Source document:

##########

Mr Klepec said they had completed the balance sheet restructure to provide greater financial resilience and the company was in "full compliance with all of its financial covenants".
The company's move away from exporting livestock to focus on being a charter business reduced revenue from $235.1m to $87.6m, but at the same time its gross profit margin almost doubled from 16.5 per cent to 31.8pc with the transition in business activity.
Mr Klepec said "we are getting better stability into our earnings and with the balance sheet restructure now completed, our interest bill has been reduced considerably".
"This is already enabling better conversion of revenue into profit for shareholders," he said.
"Our fleet is now right sized for the current market conditions, so although the fleet is smaller the company is more financially resilient with a more robust balance sheet and better fleet utilisation.
"This places us in a good position to capture sustainable growth opportunities.
"Importantly our cost reductions have not come at the expense of animal welfare outcomes and ongoing maintenance of the fleet, with management focussed on both these key success indicators."

##########

Given information:
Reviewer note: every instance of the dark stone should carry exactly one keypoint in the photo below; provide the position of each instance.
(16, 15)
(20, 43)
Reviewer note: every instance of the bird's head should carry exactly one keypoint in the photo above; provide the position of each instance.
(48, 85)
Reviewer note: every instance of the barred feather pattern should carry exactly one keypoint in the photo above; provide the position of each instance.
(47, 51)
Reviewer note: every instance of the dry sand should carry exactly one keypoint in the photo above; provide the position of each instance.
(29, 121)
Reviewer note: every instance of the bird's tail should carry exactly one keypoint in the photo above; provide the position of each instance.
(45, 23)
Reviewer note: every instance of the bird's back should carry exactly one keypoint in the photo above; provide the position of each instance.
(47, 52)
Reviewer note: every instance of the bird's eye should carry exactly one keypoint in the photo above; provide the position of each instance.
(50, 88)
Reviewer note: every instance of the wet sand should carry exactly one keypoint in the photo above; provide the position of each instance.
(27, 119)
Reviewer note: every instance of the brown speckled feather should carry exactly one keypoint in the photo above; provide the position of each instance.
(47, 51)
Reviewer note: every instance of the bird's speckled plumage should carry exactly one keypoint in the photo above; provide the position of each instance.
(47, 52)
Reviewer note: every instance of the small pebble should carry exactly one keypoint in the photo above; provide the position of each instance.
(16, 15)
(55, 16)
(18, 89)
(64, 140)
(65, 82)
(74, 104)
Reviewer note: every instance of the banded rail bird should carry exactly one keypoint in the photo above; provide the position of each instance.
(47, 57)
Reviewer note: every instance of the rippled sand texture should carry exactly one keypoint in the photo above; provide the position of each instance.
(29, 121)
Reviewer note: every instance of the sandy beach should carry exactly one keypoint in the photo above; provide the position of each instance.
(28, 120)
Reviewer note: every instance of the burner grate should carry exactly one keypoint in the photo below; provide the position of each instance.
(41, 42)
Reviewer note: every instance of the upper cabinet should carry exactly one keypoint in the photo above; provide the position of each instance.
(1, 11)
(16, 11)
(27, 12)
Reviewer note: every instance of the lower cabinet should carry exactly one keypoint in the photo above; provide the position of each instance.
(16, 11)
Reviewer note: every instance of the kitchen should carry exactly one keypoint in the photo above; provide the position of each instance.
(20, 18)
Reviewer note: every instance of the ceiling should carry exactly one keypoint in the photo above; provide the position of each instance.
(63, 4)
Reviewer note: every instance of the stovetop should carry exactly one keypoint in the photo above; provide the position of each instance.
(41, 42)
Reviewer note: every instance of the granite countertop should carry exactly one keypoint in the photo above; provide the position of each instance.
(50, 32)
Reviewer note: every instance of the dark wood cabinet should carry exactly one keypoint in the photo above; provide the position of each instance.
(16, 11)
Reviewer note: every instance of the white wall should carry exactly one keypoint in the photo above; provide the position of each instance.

##########

Exercise prompt: Continue the news report on the company's balance sheet restructure and shift to a charter business, picking up after its last quoted sentence.

Answer space:
Selling off the Ocean Shearer for US$53 million, as well as selling and leasing back the Ocean Swagman enabled the company to pay off both ship debt and corporate noteholders to reduce its debt from $85.5m on December 31, 2019, to just $8.9m on June 30, 2020.
Nearly all the debt is now shipping finance and the ship loan to asset book value ratio has improved from 61.9pc a year ago to 37.6pc at the end of the reporting period.
Wellard said the outlook for 2021 was good with "all available tonnage chartered" for the first quarter, although the MV Ocean Ute has commenced six weeks of planned dry dock in August.
The company also has a "good pipeline of both confirmed charters and opportunities for the second quarter".
Chinese demand for Australian and New Zealand dairy and beef breeding cattle was a large contributor to Wellard's vessels' activity in 2019-2020 and shows no signs of slowing, the company said.
Wellard expects to continue servicing that market and sees an opportunity transporting breeding stock from South America to China.
The Ocean Swagman is close to completing a successful charter from Chile to China.
Vietnam and Indonesia continue to be important markets for the company although with Australian cattle prices highest in the world, it has become more competitive there and uncertain, as buyers source cheaper protein options.
Wellard said it had a strong position in this market and was intent on defending and even growing that position.
Its key South America to Turkey trade was still uncertain with only import permits for small shipments of cattle being released.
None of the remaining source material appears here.